» WHAT THIS TASK INVOLVES: From the entries below, transcribe exactly the lines between the line holding "Target: tan pumpkin" and the line holding "Target: salmon-orange ribbed", inclusive; skip all other lines.

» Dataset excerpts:
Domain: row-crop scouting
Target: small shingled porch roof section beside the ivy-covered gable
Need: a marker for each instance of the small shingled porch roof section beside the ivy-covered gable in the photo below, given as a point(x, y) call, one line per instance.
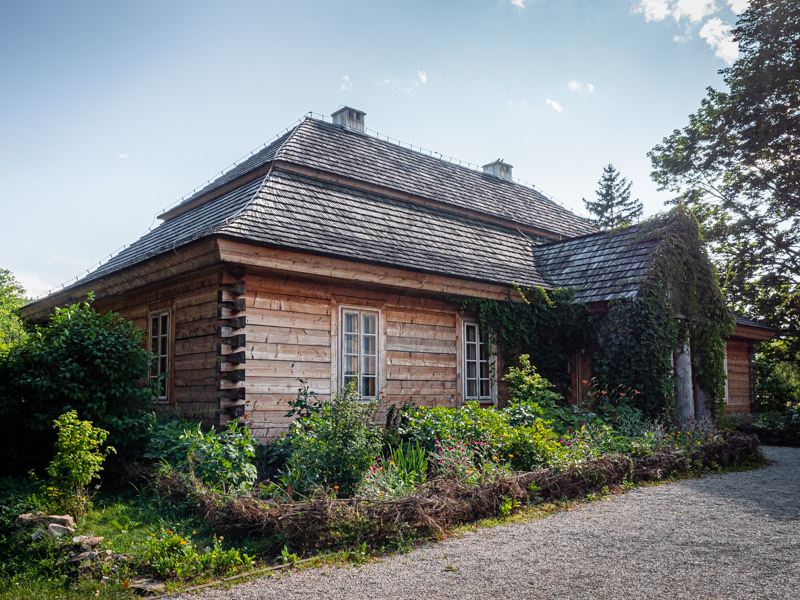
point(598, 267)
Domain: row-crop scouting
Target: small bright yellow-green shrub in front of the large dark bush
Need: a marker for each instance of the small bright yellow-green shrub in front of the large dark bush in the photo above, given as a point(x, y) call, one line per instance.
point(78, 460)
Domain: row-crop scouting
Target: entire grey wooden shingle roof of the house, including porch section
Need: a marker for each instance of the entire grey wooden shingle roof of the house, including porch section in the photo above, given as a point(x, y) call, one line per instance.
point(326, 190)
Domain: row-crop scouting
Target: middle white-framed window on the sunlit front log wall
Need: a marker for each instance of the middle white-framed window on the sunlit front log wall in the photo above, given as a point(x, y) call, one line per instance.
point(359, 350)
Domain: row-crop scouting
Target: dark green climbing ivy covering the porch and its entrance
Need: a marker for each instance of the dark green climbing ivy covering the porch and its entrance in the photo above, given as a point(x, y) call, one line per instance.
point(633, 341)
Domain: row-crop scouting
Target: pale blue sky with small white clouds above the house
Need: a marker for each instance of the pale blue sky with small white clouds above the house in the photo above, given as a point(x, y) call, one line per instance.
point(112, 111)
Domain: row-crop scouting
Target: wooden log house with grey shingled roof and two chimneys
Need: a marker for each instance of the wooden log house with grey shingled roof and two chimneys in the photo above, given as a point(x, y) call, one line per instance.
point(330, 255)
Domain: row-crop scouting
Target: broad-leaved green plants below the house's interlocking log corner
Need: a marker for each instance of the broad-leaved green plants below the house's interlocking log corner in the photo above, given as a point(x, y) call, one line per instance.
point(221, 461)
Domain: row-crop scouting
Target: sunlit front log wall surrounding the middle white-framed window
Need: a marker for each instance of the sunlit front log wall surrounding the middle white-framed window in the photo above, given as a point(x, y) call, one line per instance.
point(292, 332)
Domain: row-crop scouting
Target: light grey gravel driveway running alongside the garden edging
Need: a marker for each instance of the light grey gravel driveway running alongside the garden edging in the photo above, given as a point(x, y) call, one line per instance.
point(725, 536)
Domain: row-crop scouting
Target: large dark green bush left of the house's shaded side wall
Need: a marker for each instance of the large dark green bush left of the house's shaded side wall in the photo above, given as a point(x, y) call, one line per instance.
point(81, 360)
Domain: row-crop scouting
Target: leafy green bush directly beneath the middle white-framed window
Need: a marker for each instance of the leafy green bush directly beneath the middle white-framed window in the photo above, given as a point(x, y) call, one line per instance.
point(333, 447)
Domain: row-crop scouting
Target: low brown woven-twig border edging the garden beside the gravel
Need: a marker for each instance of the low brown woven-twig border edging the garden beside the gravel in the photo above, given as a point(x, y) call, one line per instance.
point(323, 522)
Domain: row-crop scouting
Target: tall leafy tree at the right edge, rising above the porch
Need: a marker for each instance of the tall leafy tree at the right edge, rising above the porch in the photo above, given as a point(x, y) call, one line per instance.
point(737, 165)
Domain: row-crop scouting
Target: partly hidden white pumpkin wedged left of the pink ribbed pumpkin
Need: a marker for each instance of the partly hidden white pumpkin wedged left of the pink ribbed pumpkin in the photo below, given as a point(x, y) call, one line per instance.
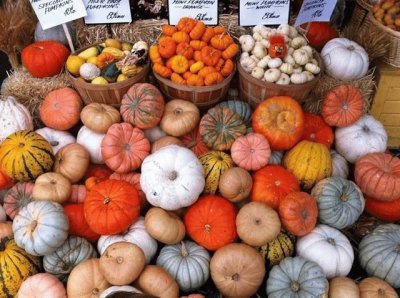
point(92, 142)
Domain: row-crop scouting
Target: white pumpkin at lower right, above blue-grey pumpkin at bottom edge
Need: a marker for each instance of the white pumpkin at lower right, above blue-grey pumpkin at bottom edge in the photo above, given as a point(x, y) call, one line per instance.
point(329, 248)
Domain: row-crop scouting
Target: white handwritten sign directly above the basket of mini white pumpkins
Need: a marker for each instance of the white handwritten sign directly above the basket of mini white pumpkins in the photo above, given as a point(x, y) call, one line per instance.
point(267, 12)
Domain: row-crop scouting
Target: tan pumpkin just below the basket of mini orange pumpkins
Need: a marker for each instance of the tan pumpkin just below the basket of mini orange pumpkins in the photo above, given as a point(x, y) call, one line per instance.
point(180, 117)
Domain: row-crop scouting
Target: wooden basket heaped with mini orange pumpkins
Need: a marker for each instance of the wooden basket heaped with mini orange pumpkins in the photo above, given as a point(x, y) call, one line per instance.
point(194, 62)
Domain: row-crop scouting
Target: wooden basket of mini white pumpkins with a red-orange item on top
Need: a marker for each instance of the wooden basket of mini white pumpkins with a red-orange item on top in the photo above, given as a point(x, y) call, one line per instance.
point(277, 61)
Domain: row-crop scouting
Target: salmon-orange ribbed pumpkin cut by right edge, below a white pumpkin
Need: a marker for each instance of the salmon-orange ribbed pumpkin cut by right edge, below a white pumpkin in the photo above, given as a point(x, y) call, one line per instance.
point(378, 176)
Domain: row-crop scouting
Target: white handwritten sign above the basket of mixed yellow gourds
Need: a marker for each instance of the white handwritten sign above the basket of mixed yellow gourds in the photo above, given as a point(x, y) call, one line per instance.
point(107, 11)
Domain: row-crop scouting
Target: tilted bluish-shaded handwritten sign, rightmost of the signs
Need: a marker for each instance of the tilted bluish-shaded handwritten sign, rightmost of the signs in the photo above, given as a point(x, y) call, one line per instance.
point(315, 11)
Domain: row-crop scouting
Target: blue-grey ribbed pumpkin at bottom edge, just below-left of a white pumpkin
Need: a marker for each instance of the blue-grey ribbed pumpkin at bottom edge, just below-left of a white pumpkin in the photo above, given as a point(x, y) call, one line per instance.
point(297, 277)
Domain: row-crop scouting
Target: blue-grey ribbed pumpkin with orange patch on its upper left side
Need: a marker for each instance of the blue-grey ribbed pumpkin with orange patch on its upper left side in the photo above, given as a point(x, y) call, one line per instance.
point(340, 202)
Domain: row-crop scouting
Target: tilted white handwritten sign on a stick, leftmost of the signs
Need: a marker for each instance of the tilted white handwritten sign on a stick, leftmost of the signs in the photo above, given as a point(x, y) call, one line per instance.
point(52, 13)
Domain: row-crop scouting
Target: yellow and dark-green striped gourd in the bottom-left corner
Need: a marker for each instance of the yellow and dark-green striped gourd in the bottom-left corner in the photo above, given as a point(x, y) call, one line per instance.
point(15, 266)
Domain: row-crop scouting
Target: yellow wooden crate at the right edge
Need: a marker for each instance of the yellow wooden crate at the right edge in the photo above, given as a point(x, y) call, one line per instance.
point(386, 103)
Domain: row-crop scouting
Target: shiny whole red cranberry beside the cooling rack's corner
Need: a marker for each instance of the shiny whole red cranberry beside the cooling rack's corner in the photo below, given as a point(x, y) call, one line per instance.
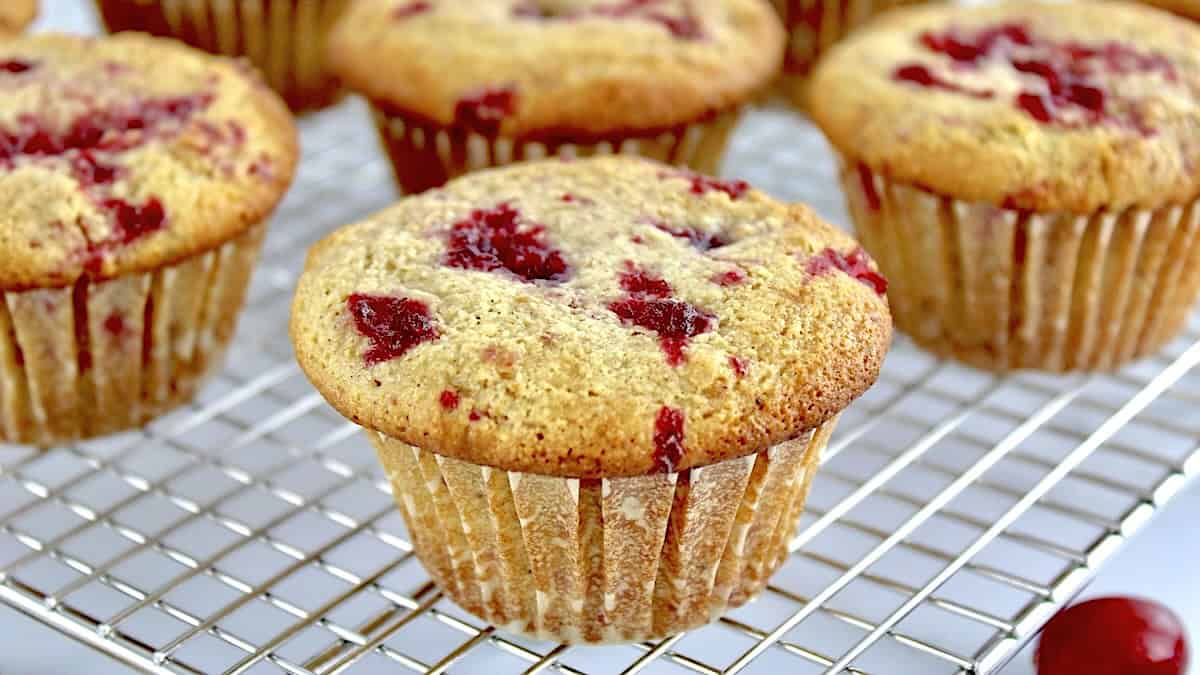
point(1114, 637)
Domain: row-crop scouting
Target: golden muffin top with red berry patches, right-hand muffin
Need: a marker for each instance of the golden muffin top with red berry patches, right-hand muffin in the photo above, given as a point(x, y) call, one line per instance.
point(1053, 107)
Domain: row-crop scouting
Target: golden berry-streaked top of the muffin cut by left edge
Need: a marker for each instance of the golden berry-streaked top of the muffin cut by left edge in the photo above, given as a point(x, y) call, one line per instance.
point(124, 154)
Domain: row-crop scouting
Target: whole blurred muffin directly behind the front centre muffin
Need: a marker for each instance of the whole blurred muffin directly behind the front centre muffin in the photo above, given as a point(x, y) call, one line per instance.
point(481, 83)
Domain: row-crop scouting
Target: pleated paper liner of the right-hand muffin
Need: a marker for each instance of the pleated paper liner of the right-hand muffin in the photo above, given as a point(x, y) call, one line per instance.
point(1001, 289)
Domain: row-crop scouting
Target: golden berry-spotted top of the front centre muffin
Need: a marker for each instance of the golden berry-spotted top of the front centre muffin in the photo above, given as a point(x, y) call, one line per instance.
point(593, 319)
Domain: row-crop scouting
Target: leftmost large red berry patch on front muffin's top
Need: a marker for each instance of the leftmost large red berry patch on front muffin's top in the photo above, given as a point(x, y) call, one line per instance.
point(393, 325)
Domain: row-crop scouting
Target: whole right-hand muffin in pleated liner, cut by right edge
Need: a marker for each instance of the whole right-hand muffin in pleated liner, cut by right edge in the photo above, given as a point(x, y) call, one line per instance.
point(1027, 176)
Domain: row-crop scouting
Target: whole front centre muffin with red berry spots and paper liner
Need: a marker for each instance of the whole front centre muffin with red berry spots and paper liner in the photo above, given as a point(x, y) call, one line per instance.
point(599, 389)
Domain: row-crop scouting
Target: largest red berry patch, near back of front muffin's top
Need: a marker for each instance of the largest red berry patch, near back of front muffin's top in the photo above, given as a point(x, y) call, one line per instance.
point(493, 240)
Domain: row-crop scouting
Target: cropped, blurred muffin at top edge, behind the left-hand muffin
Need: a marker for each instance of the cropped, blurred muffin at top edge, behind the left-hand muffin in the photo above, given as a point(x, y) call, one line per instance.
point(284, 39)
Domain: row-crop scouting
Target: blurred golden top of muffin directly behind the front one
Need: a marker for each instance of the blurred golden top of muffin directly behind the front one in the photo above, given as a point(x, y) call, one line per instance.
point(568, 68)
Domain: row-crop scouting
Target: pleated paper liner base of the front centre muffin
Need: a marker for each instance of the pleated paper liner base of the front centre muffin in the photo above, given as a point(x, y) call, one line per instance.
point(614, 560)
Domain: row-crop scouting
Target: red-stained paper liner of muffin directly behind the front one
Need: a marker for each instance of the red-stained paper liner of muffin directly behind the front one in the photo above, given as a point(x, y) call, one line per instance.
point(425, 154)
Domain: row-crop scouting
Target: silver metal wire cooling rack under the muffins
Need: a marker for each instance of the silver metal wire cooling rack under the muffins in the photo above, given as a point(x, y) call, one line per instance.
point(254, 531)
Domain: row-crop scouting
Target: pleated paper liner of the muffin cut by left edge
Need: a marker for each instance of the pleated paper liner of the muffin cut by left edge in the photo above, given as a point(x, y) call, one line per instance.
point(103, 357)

» ANSWER TO THIS EXERCISE:
Target: tan pumpkin just below the basket of mini orange pumpkins
Need: a marker for each instance of the tan pumpkin just below the basket of mini orange pumpkins in the photo above, given as a point(x, y) call, one line per instance.
point(180, 117)
Domain: row-crop scouting
Target: wooden basket heaped with mini orange pumpkins
Need: a marker for each instance of the wooden basket heaped with mini orange pumpkins in the photo above, given as a point(x, y) call, one line per instance.
point(194, 62)
Domain: row-crop scouting
Target: wooden basket of mini white pumpkins with a red-orange item on top
Need: a marker for each instance of the wooden basket of mini white pumpkins with a red-orange item on top in the photo above, given as a point(x, y) call, one line per instance.
point(277, 61)
Domain: row-crop scouting
Target: salmon-orange ribbed pumpkin cut by right edge, below a white pumpkin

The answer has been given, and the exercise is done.